[Pointing and labeling entries]

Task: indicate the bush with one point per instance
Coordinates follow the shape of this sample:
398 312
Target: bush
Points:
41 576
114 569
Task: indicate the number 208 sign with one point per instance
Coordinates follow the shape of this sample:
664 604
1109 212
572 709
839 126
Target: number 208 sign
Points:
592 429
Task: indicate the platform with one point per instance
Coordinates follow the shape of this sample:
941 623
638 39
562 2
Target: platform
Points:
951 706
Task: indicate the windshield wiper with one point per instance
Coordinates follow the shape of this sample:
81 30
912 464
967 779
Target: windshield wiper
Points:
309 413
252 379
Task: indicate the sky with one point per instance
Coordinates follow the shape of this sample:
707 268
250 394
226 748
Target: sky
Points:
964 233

(PROBLEM): Please set down each line of the records exactly as given.

(CORRECT RESPONSE):
Task: indicate the bush with one point per instance
Coordinates follow the shape of this sample:
398 312
Target: bush
Points:
41 576
114 569
Task: indicate the number 208 sign with one point per instance
Coordinates follow the shape of this sample:
664 604
1109 212
572 709
839 126
Target: number 208 sign
Points:
592 429
Task: indicate the platform with one point per instance
Coordinates follow the shape of this sample:
941 623
638 39
562 2
Target: platform
Points:
951 706
Task: indicate the windshield wiper with one point per instance
Coordinates follow the shape of this sample:
81 30
912 464
967 779
Target: windshield wiper
Points:
309 413
252 379
Task: indicate the sky with one point per instance
Coordinates follow the shape of this sample:
707 268
250 394
226 748
Target: sky
Points:
964 233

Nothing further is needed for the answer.